ARBEITSAUFTRAG »
Schreiben Sie den Textauszug zum Kindesunterhalt wortgetreu ab, beginnend bei „Zur Leistungsfähigkeit des“ und endend bei „Stelle möglich ist.“.
++++ TEXTAUSZUG ++++
Zur Leistungsfähigkeit des zum Kindesunterhalt Verpflichteten nach Aufgabe einer Vollerwerbstätigkeit
1. Gibt ein unterhaltsverpflichteter Vater eine unbefristete Vollerwerbstätigkeit als Helfer in einer Demontagefirma, bei
deren Vergütung er nach Abzug des Selbstbeghalts unzweifelhaft in der Lage gewesen wäre, den geltend gemachten Kindesunterhalt
zu zahlen, wegen unzumutbarer Bedingungen auf, ohne dies näher zu erläutern, so ist ihm ein Einkommen in Höhe der vorherigen
Tätigkeit fiktiv zuzurechnen; denn angesichts der ihm obliegenden gesteigerten Unterhaltspflicht seinem Kind gegenüber ist
er gehalten, seine Arbeitskraft bestmöglich einzusetzen, und durch die vorgenannte Tätigkeit hat er gezeigt, dass ihm die
Beschaffung einer für die Leistung des Mindestkindesunterhalts ausreichend dotierten Stelle möglich ist.
2. Zur Zumutbarkeit der Erzielung eines teilschichtigen Einkommens, das neben einem Leistungsbezug nach SGB II zur Erfüllung
der Mindestunterhaltspflichten ausreicht.
Entscheidungsgründe:
Die Berufung des Beklagten hat keine Aussicht auf Erfolg (§
114 ZPO).
Der Beklagte ist als fähig anzusehen, den von der Klägerin geltend gemachten Kindesunterhalt in Höhe von 199,00 EUR zu leisten
(§
1603 BGB). Der Beweis des Gegenteils (vgl. insoweit zur Darlegungs- und Beweislast BGH, FamRZ 1996, 345, 346) dürfte ihm nicht gelingen.
I.
++++ ERFASSTE DATEN ++++
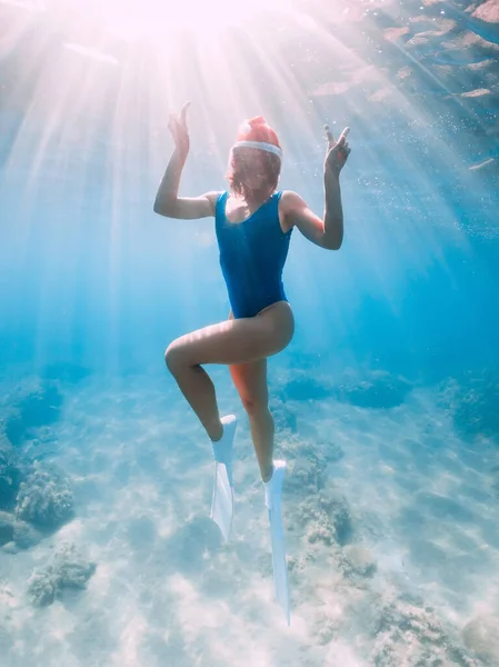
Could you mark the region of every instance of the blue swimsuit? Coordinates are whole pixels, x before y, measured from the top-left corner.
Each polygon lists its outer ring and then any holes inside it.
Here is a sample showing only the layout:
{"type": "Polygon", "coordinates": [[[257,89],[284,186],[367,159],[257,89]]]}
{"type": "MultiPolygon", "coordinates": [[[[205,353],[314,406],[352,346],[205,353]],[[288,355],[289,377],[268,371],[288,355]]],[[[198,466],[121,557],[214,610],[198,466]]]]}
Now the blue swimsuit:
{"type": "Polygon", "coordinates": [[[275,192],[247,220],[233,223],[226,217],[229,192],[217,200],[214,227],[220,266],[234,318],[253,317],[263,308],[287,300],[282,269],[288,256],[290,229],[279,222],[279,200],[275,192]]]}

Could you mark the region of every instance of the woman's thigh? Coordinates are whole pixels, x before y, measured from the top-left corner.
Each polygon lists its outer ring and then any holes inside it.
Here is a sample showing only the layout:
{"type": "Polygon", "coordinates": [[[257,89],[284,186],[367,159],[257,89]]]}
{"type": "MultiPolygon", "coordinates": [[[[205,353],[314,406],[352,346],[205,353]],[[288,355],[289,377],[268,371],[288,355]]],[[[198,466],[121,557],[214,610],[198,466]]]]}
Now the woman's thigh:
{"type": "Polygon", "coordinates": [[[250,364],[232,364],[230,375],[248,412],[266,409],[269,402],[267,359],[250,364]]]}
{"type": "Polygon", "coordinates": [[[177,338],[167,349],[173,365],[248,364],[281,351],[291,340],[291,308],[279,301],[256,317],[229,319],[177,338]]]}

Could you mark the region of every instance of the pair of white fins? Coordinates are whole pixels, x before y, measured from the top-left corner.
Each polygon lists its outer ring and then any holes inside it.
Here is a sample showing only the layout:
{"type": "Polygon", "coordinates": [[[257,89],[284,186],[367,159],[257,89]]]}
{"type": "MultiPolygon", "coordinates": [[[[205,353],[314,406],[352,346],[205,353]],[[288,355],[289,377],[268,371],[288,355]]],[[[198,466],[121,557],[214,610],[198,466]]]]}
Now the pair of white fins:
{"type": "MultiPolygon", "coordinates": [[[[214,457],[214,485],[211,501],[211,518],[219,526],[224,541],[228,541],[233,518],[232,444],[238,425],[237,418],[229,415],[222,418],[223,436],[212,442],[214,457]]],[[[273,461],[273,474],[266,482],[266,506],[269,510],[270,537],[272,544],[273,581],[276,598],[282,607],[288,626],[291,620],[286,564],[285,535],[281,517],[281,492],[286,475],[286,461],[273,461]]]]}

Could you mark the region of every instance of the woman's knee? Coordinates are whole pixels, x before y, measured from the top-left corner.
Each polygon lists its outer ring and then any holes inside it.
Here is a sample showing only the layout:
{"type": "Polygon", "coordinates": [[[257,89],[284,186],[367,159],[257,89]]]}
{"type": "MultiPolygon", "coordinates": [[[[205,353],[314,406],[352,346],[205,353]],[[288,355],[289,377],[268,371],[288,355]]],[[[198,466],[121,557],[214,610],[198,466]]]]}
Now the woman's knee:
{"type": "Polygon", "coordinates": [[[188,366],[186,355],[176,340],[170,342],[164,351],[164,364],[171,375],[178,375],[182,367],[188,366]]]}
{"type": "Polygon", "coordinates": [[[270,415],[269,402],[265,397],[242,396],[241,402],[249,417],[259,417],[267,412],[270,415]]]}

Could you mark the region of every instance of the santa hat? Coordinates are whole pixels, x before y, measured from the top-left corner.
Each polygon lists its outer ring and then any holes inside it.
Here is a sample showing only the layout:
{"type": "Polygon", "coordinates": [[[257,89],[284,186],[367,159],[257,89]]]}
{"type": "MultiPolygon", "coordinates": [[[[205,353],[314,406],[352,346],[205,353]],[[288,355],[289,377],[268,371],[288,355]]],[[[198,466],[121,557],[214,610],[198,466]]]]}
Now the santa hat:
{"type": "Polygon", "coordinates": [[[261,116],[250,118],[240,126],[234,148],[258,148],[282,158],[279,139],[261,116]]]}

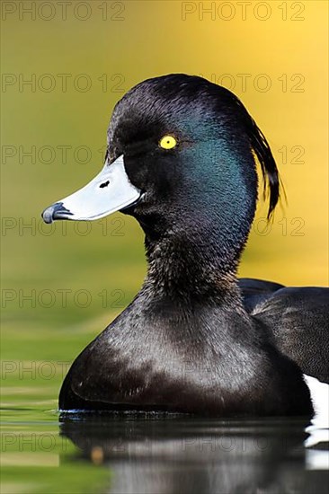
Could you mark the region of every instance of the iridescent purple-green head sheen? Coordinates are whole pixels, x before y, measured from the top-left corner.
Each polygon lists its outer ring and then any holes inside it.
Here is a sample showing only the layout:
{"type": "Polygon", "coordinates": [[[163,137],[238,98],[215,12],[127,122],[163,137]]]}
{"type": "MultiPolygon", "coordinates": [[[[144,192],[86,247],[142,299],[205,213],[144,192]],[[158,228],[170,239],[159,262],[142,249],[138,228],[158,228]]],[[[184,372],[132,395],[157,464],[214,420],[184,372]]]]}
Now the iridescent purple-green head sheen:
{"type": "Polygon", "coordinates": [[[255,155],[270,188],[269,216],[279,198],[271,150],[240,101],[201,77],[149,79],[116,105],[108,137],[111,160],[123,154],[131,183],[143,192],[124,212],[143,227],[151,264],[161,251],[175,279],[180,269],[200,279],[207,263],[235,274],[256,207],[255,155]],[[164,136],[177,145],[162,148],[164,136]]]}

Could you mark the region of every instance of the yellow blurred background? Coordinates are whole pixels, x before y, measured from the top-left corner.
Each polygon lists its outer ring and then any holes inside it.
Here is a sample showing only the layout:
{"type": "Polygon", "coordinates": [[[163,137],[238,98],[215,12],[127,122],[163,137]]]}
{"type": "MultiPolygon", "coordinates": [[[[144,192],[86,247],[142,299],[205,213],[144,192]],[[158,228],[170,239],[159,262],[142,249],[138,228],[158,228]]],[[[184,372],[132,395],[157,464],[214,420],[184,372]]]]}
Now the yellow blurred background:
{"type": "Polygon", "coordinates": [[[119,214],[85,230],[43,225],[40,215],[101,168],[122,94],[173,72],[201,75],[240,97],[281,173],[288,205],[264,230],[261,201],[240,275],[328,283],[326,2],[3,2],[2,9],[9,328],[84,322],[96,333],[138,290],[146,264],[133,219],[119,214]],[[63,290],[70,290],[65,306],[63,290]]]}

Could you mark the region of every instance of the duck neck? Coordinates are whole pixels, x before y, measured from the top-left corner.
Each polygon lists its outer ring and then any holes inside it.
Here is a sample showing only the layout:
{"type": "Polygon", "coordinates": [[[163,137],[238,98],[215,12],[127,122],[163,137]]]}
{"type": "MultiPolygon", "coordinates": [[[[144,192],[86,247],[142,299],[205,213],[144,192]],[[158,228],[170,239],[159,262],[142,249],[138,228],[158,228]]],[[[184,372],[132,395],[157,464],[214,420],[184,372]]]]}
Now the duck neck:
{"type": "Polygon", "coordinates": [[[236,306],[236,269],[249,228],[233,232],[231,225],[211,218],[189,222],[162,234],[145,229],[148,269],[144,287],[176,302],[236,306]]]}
++++
++++ ERFASSTE DATEN ++++
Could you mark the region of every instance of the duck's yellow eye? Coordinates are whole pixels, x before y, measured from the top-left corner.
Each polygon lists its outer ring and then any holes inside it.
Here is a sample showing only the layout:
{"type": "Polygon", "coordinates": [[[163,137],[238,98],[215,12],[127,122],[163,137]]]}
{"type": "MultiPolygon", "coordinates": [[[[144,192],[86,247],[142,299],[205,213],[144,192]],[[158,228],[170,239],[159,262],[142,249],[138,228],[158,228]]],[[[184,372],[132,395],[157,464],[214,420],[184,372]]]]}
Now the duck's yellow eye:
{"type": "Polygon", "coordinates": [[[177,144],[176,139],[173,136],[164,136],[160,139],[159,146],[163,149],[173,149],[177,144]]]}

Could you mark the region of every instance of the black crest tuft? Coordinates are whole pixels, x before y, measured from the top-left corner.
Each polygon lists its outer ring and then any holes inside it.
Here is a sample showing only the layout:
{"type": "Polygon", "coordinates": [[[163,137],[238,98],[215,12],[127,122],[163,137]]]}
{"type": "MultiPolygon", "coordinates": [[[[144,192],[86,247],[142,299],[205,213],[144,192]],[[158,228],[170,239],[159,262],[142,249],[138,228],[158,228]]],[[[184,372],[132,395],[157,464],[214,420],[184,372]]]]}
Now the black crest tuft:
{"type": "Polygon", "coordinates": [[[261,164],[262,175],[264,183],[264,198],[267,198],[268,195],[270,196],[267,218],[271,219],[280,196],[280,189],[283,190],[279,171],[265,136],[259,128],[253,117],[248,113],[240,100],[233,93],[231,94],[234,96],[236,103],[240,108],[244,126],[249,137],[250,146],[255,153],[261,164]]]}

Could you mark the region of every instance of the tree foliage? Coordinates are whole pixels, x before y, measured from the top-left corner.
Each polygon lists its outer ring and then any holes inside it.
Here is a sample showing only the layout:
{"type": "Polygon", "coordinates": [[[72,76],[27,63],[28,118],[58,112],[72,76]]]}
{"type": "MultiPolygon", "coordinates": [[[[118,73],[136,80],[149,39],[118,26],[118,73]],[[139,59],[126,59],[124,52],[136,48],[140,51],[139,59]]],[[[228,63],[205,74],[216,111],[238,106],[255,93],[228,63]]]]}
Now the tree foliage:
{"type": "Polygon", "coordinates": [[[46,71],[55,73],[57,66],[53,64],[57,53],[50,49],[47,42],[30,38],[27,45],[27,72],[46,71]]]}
++++
LÖSUNG »
Zur Leistungsfähigkeit des zum Kindesunterhalt Verpflichteten nach Aufgabe einer Vollerwerbstätigkeit
1. Gibt ein unterhaltsverpflichteter Vater eine unbefristete Vollerwerbstätigkeit als Helfer in einer Demontagefirma, bei
deren Vergütung er nach Abzug des Selbstbeghalts unzweifelhaft in der Lage gewesen wäre, den geltend gemachten Kindesunterhalt
zu zahlen, wegen unzumutbarer Bedingungen auf, ohne dies näher zu erläutern, so ist ihm ein Einkommen in Höhe der vorherigen
Tätigkeit fiktiv zuzurechnen; denn angesichts der ihm obliegenden gesteigerten Unterhaltspflicht seinem Kind gegenüber ist
er gehalten, seine Arbeitskraft bestmöglich einzusetzen, und durch die vorgenannte Tätigkeit hat er gezeigt, dass ihm die
Beschaffung einer für die Leistung des Mindestkindesunterhalts ausreichend dotierten Stelle möglich ist.